*PAGE TEXT:*
# # # # # # #
In 2013, he joined the Manly Warringah Sea Eagles on a 2-year contract.

===2013===
In round 8 of the 2013 NRL season, Hasson made his NRL début for Manly-Warringah against the St. George Illawarra Dragons. In October and November, he played in 3 games for Ireland in the 2013 Rugby League World Cup. He re-signed with Manly-Warringah on a one-year contract.

===2015===
On 6 August, Hasson signed a one-year contract with the Parramatta Eels starting in 2016.

===2016===
Hasson joined the Eels in 2016 however failed to make an appearance in first grade, instead featured 17 times for Eels feeder team Wentworthville Magpies in the NSW Cup.

He was called up to the Ireland squad for the 2017 Rugby League World Cup European Pool B qualifiers.

===2017===
Hasson again failed to break into the Parramatta Eels NRL side and was subsequently released mid season to Wakefield Trinity.

After playing four games for Wakefield Trinity, he was then released by the club.

Later that year he was chosen in Ireland's squad for the 2017 Rugby League World Cup.

===2018===
Hasson joined the St George Illawarra Dragons Intrust Super Premiership side for the 2018 season. He then left to join the Blacktown Workers for the remainder of the year.

===2021===
In 2021, Hasson joined the South Sydney NSW Cup squad.

===2022===
In 2022 Hasson was named in the Ireland squad for the 2021 Rugby League World Cup.
# # # # # # #
*YOUR INSTRUCTIONS:* Can you write out the part of the text about Hasson's career that begins at the words "He was called" and stops after "of the year."? These items have nothing to do with the text about Hasson's career.

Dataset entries
# # # # # # #
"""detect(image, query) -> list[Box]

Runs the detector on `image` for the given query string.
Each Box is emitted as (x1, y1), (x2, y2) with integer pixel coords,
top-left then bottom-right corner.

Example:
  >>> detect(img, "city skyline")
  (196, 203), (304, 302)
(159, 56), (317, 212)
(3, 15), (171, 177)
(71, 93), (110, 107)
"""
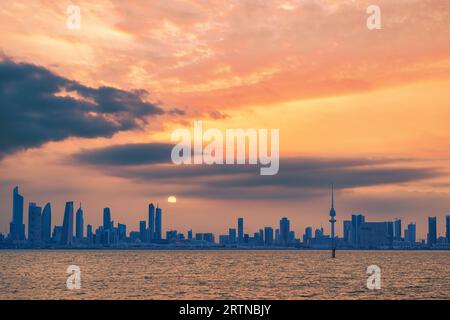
(0, 185), (450, 249)
(0, 0), (450, 244)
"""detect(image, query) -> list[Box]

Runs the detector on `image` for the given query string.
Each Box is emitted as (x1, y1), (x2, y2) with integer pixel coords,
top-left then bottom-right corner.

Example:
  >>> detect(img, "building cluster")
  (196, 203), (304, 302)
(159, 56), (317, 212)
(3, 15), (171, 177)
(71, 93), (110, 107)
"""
(0, 187), (450, 249)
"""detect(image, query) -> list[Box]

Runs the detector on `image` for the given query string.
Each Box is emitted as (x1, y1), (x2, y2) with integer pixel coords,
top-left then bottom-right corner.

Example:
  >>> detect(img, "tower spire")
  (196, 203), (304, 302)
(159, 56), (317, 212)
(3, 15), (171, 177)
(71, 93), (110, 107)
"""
(331, 183), (334, 209)
(330, 183), (336, 258)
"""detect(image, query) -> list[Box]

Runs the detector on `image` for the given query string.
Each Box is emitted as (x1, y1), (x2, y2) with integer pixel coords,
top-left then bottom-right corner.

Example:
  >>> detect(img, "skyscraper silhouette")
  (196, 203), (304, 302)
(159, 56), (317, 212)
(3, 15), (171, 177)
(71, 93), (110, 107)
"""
(264, 227), (273, 246)
(41, 203), (52, 243)
(445, 215), (450, 243)
(330, 185), (336, 252)
(28, 202), (42, 246)
(394, 219), (402, 241)
(103, 208), (111, 230)
(280, 217), (290, 244)
(61, 201), (73, 246)
(427, 217), (437, 247)
(9, 187), (25, 241)
(405, 223), (416, 243)
(139, 220), (147, 242)
(155, 207), (162, 240)
(75, 203), (84, 241)
(148, 203), (155, 241)
(238, 218), (244, 243)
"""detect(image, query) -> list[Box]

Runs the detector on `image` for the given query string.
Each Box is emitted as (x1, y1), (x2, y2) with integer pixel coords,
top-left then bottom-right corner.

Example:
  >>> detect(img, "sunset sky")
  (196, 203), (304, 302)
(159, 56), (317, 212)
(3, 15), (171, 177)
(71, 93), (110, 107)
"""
(0, 0), (450, 238)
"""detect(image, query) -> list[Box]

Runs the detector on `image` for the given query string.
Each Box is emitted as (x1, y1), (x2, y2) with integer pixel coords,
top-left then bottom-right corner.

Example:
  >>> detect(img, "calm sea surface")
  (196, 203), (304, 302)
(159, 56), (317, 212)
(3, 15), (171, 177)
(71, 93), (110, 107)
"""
(0, 251), (450, 299)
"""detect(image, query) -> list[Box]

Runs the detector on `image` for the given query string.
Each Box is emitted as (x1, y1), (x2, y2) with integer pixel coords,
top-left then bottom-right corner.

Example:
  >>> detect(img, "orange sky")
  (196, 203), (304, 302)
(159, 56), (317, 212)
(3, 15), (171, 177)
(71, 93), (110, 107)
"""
(0, 0), (450, 238)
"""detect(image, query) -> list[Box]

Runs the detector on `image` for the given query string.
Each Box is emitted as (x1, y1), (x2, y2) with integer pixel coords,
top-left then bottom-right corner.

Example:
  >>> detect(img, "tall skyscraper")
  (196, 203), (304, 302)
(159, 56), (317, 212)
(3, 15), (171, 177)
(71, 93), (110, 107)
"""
(280, 217), (290, 244)
(238, 218), (244, 243)
(228, 228), (236, 243)
(427, 217), (437, 246)
(148, 203), (155, 241)
(155, 207), (162, 240)
(445, 215), (450, 243)
(41, 203), (52, 243)
(394, 219), (402, 241)
(330, 185), (336, 249)
(61, 201), (73, 246)
(139, 220), (147, 242)
(343, 220), (352, 244)
(86, 224), (94, 243)
(28, 202), (42, 246)
(9, 187), (25, 241)
(75, 203), (84, 241)
(351, 214), (366, 245)
(264, 227), (273, 246)
(303, 227), (312, 244)
(103, 208), (112, 230)
(117, 223), (127, 241)
(405, 223), (416, 243)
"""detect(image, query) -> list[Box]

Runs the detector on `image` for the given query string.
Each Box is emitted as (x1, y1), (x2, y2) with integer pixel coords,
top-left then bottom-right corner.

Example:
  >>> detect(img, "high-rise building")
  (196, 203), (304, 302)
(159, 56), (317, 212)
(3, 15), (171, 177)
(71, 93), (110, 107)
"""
(445, 215), (450, 243)
(139, 220), (147, 242)
(351, 214), (366, 245)
(9, 187), (25, 241)
(329, 185), (336, 248)
(103, 208), (112, 230)
(228, 228), (236, 243)
(117, 223), (127, 241)
(280, 217), (290, 244)
(148, 203), (155, 240)
(86, 224), (94, 243)
(405, 223), (416, 243)
(28, 202), (42, 246)
(41, 203), (52, 243)
(264, 227), (273, 246)
(343, 220), (352, 244)
(61, 201), (73, 246)
(303, 227), (312, 244)
(427, 217), (437, 247)
(238, 218), (244, 243)
(394, 219), (402, 241)
(75, 203), (84, 241)
(155, 207), (162, 240)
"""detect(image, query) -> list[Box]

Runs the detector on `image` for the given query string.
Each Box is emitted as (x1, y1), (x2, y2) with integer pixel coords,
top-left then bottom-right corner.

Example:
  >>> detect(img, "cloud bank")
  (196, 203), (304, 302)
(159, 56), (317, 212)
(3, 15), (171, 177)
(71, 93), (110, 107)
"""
(0, 59), (164, 158)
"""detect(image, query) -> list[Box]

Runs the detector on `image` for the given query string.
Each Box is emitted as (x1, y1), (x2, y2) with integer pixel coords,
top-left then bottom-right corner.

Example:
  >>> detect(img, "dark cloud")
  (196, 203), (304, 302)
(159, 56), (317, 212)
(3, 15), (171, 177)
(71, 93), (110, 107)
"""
(74, 143), (173, 166)
(0, 59), (164, 158)
(75, 144), (442, 198)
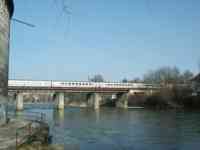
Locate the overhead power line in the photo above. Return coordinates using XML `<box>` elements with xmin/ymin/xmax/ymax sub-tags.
<box><xmin>12</xmin><ymin>18</ymin><xmax>35</xmax><ymax>28</ymax></box>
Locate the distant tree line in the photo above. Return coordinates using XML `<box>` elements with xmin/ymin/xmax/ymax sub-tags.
<box><xmin>122</xmin><ymin>66</ymin><xmax>194</xmax><ymax>85</ymax></box>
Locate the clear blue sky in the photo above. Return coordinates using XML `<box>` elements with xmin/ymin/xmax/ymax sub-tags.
<box><xmin>9</xmin><ymin>0</ymin><xmax>200</xmax><ymax>80</ymax></box>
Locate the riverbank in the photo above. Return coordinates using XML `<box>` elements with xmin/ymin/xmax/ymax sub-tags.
<box><xmin>0</xmin><ymin>113</ymin><xmax>49</xmax><ymax>150</ymax></box>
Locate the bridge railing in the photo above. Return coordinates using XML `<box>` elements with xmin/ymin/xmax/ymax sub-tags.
<box><xmin>8</xmin><ymin>80</ymin><xmax>160</xmax><ymax>89</ymax></box>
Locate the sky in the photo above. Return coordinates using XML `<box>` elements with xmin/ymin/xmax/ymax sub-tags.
<box><xmin>9</xmin><ymin>0</ymin><xmax>200</xmax><ymax>81</ymax></box>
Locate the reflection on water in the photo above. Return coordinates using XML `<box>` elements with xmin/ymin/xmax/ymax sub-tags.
<box><xmin>22</xmin><ymin>107</ymin><xmax>200</xmax><ymax>150</ymax></box>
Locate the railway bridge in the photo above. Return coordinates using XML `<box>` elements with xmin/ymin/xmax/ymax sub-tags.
<box><xmin>8</xmin><ymin>80</ymin><xmax>160</xmax><ymax>110</ymax></box>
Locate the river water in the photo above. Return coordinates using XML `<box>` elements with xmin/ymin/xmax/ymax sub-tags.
<box><xmin>21</xmin><ymin>105</ymin><xmax>200</xmax><ymax>150</ymax></box>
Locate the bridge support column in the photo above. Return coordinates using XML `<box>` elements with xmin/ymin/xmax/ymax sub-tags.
<box><xmin>56</xmin><ymin>93</ymin><xmax>65</xmax><ymax>110</ymax></box>
<box><xmin>94</xmin><ymin>93</ymin><xmax>101</xmax><ymax>110</ymax></box>
<box><xmin>16</xmin><ymin>93</ymin><xmax>24</xmax><ymax>111</ymax></box>
<box><xmin>0</xmin><ymin>0</ymin><xmax>13</xmax><ymax>103</ymax></box>
<box><xmin>116</xmin><ymin>93</ymin><xmax>129</xmax><ymax>109</ymax></box>
<box><xmin>88</xmin><ymin>93</ymin><xmax>101</xmax><ymax>110</ymax></box>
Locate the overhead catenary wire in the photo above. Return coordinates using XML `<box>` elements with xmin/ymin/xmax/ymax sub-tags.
<box><xmin>12</xmin><ymin>18</ymin><xmax>35</xmax><ymax>28</ymax></box>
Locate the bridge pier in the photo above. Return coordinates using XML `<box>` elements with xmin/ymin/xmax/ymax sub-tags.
<box><xmin>0</xmin><ymin>0</ymin><xmax>14</xmax><ymax>103</ymax></box>
<box><xmin>16</xmin><ymin>93</ymin><xmax>24</xmax><ymax>111</ymax></box>
<box><xmin>116</xmin><ymin>93</ymin><xmax>129</xmax><ymax>109</ymax></box>
<box><xmin>88</xmin><ymin>93</ymin><xmax>101</xmax><ymax>110</ymax></box>
<box><xmin>94</xmin><ymin>93</ymin><xmax>101</xmax><ymax>110</ymax></box>
<box><xmin>56</xmin><ymin>92</ymin><xmax>65</xmax><ymax>110</ymax></box>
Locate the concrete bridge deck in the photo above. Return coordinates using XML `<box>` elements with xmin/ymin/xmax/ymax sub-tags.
<box><xmin>8</xmin><ymin>80</ymin><xmax>160</xmax><ymax>110</ymax></box>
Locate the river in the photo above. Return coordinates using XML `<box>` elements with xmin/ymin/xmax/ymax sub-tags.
<box><xmin>20</xmin><ymin>105</ymin><xmax>200</xmax><ymax>150</ymax></box>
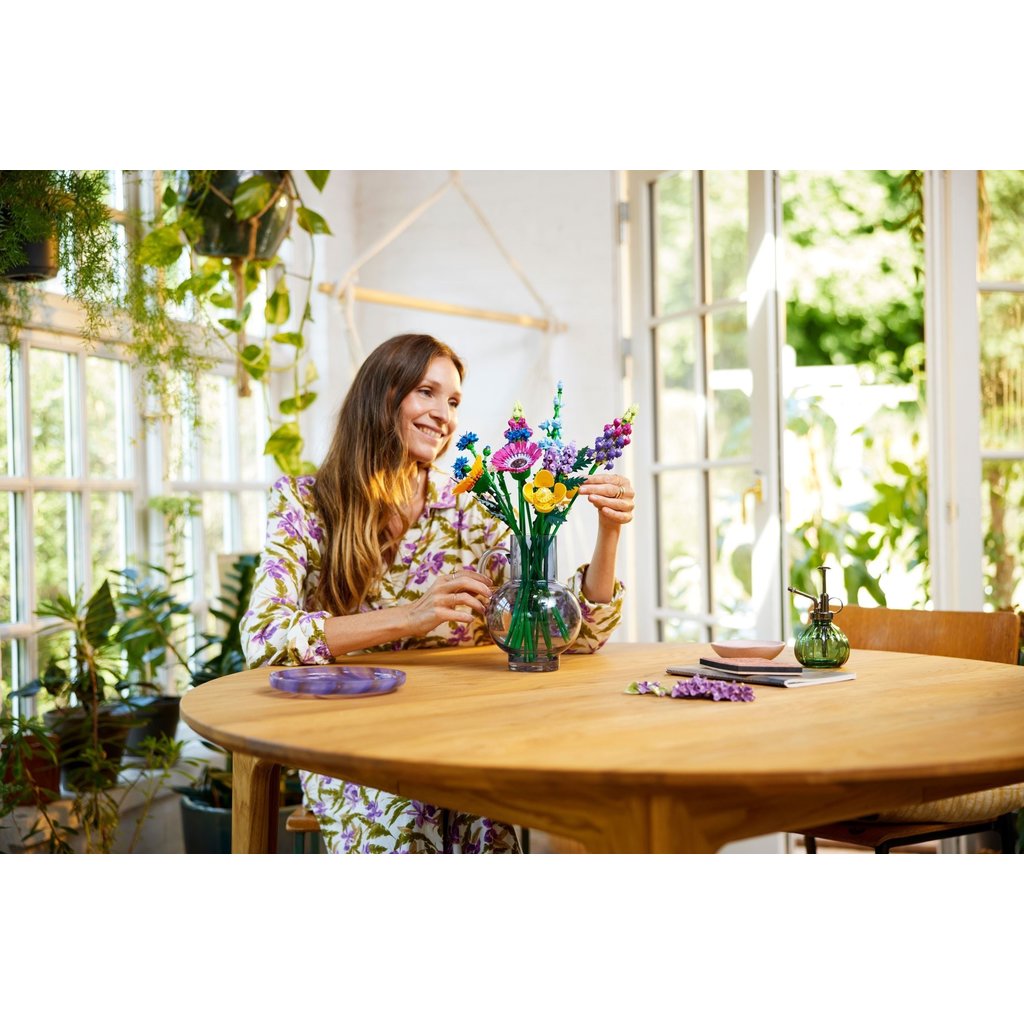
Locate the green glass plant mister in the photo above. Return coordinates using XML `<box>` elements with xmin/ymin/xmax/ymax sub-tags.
<box><xmin>786</xmin><ymin>565</ymin><xmax>850</xmax><ymax>669</ymax></box>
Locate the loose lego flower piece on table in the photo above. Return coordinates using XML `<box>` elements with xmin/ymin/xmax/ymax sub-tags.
<box><xmin>624</xmin><ymin>676</ymin><xmax>754</xmax><ymax>703</ymax></box>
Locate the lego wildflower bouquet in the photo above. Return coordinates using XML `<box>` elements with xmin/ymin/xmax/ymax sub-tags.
<box><xmin>454</xmin><ymin>381</ymin><xmax>637</xmax><ymax>672</ymax></box>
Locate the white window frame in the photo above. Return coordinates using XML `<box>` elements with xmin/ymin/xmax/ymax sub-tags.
<box><xmin>0</xmin><ymin>171</ymin><xmax>275</xmax><ymax>715</ymax></box>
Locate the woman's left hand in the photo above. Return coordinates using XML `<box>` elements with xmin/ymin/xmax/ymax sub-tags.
<box><xmin>580</xmin><ymin>473</ymin><xmax>636</xmax><ymax>526</ymax></box>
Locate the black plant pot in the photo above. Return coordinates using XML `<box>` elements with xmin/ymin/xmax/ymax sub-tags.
<box><xmin>185</xmin><ymin>171</ymin><xmax>293</xmax><ymax>259</ymax></box>
<box><xmin>181</xmin><ymin>792</ymin><xmax>295</xmax><ymax>853</ymax></box>
<box><xmin>125</xmin><ymin>694</ymin><xmax>181</xmax><ymax>757</ymax></box>
<box><xmin>43</xmin><ymin>703</ymin><xmax>131</xmax><ymax>792</ymax></box>
<box><xmin>0</xmin><ymin>238</ymin><xmax>60</xmax><ymax>284</ymax></box>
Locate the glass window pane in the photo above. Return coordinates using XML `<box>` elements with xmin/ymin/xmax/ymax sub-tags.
<box><xmin>981</xmin><ymin>460</ymin><xmax>1024</xmax><ymax>608</ymax></box>
<box><xmin>657</xmin><ymin>618</ymin><xmax>707</xmax><ymax>643</ymax></box>
<box><xmin>32</xmin><ymin>492</ymin><xmax>71</xmax><ymax>608</ymax></box>
<box><xmin>164</xmin><ymin>401</ymin><xmax>187</xmax><ymax>480</ymax></box>
<box><xmin>203</xmin><ymin>493</ymin><xmax>226</xmax><ymax>601</ymax></box>
<box><xmin>654</xmin><ymin>318</ymin><xmax>703</xmax><ymax>462</ymax></box>
<box><xmin>708</xmin><ymin>309</ymin><xmax>754</xmax><ymax>459</ymax></box>
<box><xmin>657</xmin><ymin>470</ymin><xmax>707</xmax><ymax>613</ymax></box>
<box><xmin>703</xmin><ymin>171</ymin><xmax>746</xmax><ymax>300</ymax></box>
<box><xmin>0</xmin><ymin>493</ymin><xmax>16</xmax><ymax>623</ymax></box>
<box><xmin>29</xmin><ymin>348</ymin><xmax>71</xmax><ymax>476</ymax></box>
<box><xmin>0</xmin><ymin>640</ymin><xmax>19</xmax><ymax>696</ymax></box>
<box><xmin>978</xmin><ymin>171</ymin><xmax>1024</xmax><ymax>281</ymax></box>
<box><xmin>651</xmin><ymin>171</ymin><xmax>696</xmax><ymax>316</ymax></box>
<box><xmin>85</xmin><ymin>355</ymin><xmax>125</xmax><ymax>479</ymax></box>
<box><xmin>709</xmin><ymin>467</ymin><xmax>754</xmax><ymax>626</ymax></box>
<box><xmin>0</xmin><ymin>345</ymin><xmax>17</xmax><ymax>476</ymax></box>
<box><xmin>36</xmin><ymin>629</ymin><xmax>71</xmax><ymax>715</ymax></box>
<box><xmin>200</xmin><ymin>375</ymin><xmax>230</xmax><ymax>480</ymax></box>
<box><xmin>238</xmin><ymin>383</ymin><xmax>266</xmax><ymax>481</ymax></box>
<box><xmin>978</xmin><ymin>292</ymin><xmax>1024</xmax><ymax>451</ymax></box>
<box><xmin>240</xmin><ymin>490</ymin><xmax>266</xmax><ymax>554</ymax></box>
<box><xmin>89</xmin><ymin>492</ymin><xmax>128</xmax><ymax>589</ymax></box>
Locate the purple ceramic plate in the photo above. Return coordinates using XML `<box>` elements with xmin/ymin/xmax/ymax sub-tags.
<box><xmin>270</xmin><ymin>665</ymin><xmax>406</xmax><ymax>697</ymax></box>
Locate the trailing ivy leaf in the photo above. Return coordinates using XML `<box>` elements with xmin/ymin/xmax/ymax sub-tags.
<box><xmin>231</xmin><ymin>174</ymin><xmax>271</xmax><ymax>220</ymax></box>
<box><xmin>264</xmin><ymin>278</ymin><xmax>292</xmax><ymax>325</ymax></box>
<box><xmin>138</xmin><ymin>224</ymin><xmax>184</xmax><ymax>266</ymax></box>
<box><xmin>242</xmin><ymin>260</ymin><xmax>263</xmax><ymax>295</ymax></box>
<box><xmin>280</xmin><ymin>391</ymin><xmax>316</xmax><ymax>416</ymax></box>
<box><xmin>239</xmin><ymin>345</ymin><xmax>270</xmax><ymax>380</ymax></box>
<box><xmin>296</xmin><ymin>206</ymin><xmax>331</xmax><ymax>234</ymax></box>
<box><xmin>263</xmin><ymin>423</ymin><xmax>302</xmax><ymax>457</ymax></box>
<box><xmin>273</xmin><ymin>453</ymin><xmax>303</xmax><ymax>476</ymax></box>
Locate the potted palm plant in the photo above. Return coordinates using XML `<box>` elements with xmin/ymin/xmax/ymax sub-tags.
<box><xmin>13</xmin><ymin>580</ymin><xmax>192</xmax><ymax>853</ymax></box>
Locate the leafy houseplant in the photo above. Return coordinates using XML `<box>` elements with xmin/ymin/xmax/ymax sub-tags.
<box><xmin>0</xmin><ymin>171</ymin><xmax>121</xmax><ymax>343</ymax></box>
<box><xmin>178</xmin><ymin>555</ymin><xmax>302</xmax><ymax>853</ymax></box>
<box><xmin>128</xmin><ymin>171</ymin><xmax>330</xmax><ymax>475</ymax></box>
<box><xmin>0</xmin><ymin>699</ymin><xmax>70</xmax><ymax>853</ymax></box>
<box><xmin>9</xmin><ymin>581</ymin><xmax>192</xmax><ymax>853</ymax></box>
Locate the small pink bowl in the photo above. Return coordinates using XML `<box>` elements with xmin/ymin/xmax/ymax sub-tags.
<box><xmin>711</xmin><ymin>640</ymin><xmax>785</xmax><ymax>658</ymax></box>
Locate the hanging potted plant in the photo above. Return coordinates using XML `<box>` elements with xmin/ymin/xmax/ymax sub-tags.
<box><xmin>0</xmin><ymin>170</ymin><xmax>121</xmax><ymax>342</ymax></box>
<box><xmin>128</xmin><ymin>171</ymin><xmax>330</xmax><ymax>475</ymax></box>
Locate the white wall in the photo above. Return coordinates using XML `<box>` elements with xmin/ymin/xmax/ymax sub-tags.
<box><xmin>308</xmin><ymin>171</ymin><xmax>632</xmax><ymax>614</ymax></box>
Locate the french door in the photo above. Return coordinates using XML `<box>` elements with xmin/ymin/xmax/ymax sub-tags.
<box><xmin>627</xmin><ymin>171</ymin><xmax>787</xmax><ymax>641</ymax></box>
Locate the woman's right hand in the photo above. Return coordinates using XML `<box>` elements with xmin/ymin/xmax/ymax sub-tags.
<box><xmin>406</xmin><ymin>569</ymin><xmax>495</xmax><ymax>636</ymax></box>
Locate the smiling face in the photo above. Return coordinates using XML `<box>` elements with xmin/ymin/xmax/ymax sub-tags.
<box><xmin>398</xmin><ymin>356</ymin><xmax>462</xmax><ymax>465</ymax></box>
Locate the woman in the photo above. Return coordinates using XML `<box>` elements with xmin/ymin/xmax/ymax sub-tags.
<box><xmin>242</xmin><ymin>334</ymin><xmax>633</xmax><ymax>853</ymax></box>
# # # # # # #
*ANSWER SECTION:*
He was called up to the Ireland squad for the 2017 Rugby League World Cup European Pool B qualifiers.

===2017===
Hasson again failed to break into the Parramatta Eels NRL side and was subsequently released mid season to Wakefield Trinity.

After playing four games for Wakefield Trinity, he was then released by the club.

Later that year he was chosen in Ireland's squad for the 2017 Rugby League World Cup.

===2018===
Hasson joined the St George Illawarra Dragons Intrust Super Premiership side for the 2018 season. He then left to join the Blacktown Workers for the remainder of the year.